_Work required_:
Copy the following entries exactly as they appear, line for line.

_Dataset excerpt_:
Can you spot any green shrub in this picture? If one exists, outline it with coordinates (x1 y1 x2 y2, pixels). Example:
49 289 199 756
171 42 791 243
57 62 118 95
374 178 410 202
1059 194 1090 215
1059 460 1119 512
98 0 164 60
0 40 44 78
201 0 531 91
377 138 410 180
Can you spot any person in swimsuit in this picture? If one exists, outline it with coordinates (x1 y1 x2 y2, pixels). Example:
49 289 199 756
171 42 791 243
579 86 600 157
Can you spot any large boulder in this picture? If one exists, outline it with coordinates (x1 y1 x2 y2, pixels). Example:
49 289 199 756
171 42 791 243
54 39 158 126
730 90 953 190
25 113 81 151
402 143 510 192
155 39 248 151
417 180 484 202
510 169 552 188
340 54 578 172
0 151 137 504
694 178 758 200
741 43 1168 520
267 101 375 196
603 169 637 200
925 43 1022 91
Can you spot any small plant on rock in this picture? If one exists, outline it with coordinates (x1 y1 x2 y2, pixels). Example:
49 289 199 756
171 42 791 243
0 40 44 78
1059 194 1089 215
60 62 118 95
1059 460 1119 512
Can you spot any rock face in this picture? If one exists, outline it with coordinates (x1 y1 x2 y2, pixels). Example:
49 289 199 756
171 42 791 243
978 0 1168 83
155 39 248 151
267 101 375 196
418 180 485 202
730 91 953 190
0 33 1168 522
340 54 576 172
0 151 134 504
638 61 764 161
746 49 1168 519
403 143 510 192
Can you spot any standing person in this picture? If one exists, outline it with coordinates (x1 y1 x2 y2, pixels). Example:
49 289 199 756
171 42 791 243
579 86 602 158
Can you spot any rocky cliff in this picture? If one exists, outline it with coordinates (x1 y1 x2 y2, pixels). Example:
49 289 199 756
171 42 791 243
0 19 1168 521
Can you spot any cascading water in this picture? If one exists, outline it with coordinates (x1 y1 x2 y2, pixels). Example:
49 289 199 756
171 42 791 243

_Output below_:
Can you spot any green shrub in this picture? If one exists, outline it with coordinates (x1 y1 x2 y2, pixels). Example:
49 289 199 756
171 42 791 243
57 62 118 95
374 178 410 202
1059 194 1090 215
1059 460 1119 512
98 0 164 60
0 40 44 78
201 0 531 91
377 138 410 180
Can you spot any person in swimsuit in this picture? If one exists, outline it with coordinates (x1 y1 x2 y2, pixels). Example:
49 289 199 756
171 42 791 243
579 86 600 157
Can you spot any large boulder in this picture? If one exists, outline it with coordinates (x1 y1 x2 y2, pixels). Example:
49 289 199 756
171 42 791 243
54 39 158 126
730 90 953 190
25 113 81 151
402 143 510 192
155 39 248 151
417 180 484 202
510 169 552 188
340 54 578 172
0 151 137 504
694 178 758 200
741 43 1168 520
267 101 375 196
603 169 637 200
925 43 1022 91
Can you spot any small plant on rock in this picture? If one exists, outline it with coordinates (x1 y1 x2 y2, pixels). Example:
49 289 199 756
171 42 791 243
0 40 44 78
1059 194 1089 215
60 62 118 95
1059 460 1119 512
Can you spot any rock face in this picture? If one exists, outline it with coordinates (x1 y1 x2 y2, pixels). Example:
49 289 199 756
171 42 791 243
978 0 1168 83
155 39 248 151
267 101 375 196
418 180 485 202
730 91 953 190
0 33 1168 522
340 54 576 172
0 151 134 504
638 61 764 161
746 49 1168 519
403 143 510 192
Can you spot any standing person in this picture? If one exists, outline it with coordinates (x1 y1 x2 y2, pixels). Example:
49 289 199 756
171 42 791 243
579 86 602 158
Can you spot any rocky cliff in this picture? If one exists, outline it with coordinates (x1 y1 x2 y2, pixels). Example:
49 289 199 756
171 42 791 243
0 19 1168 521
Can you spot any cascading water in this picture? If one exists, outline it with coordinates (x1 y1 x2 y2, pixels). Example:
49 289 199 756
171 42 791 243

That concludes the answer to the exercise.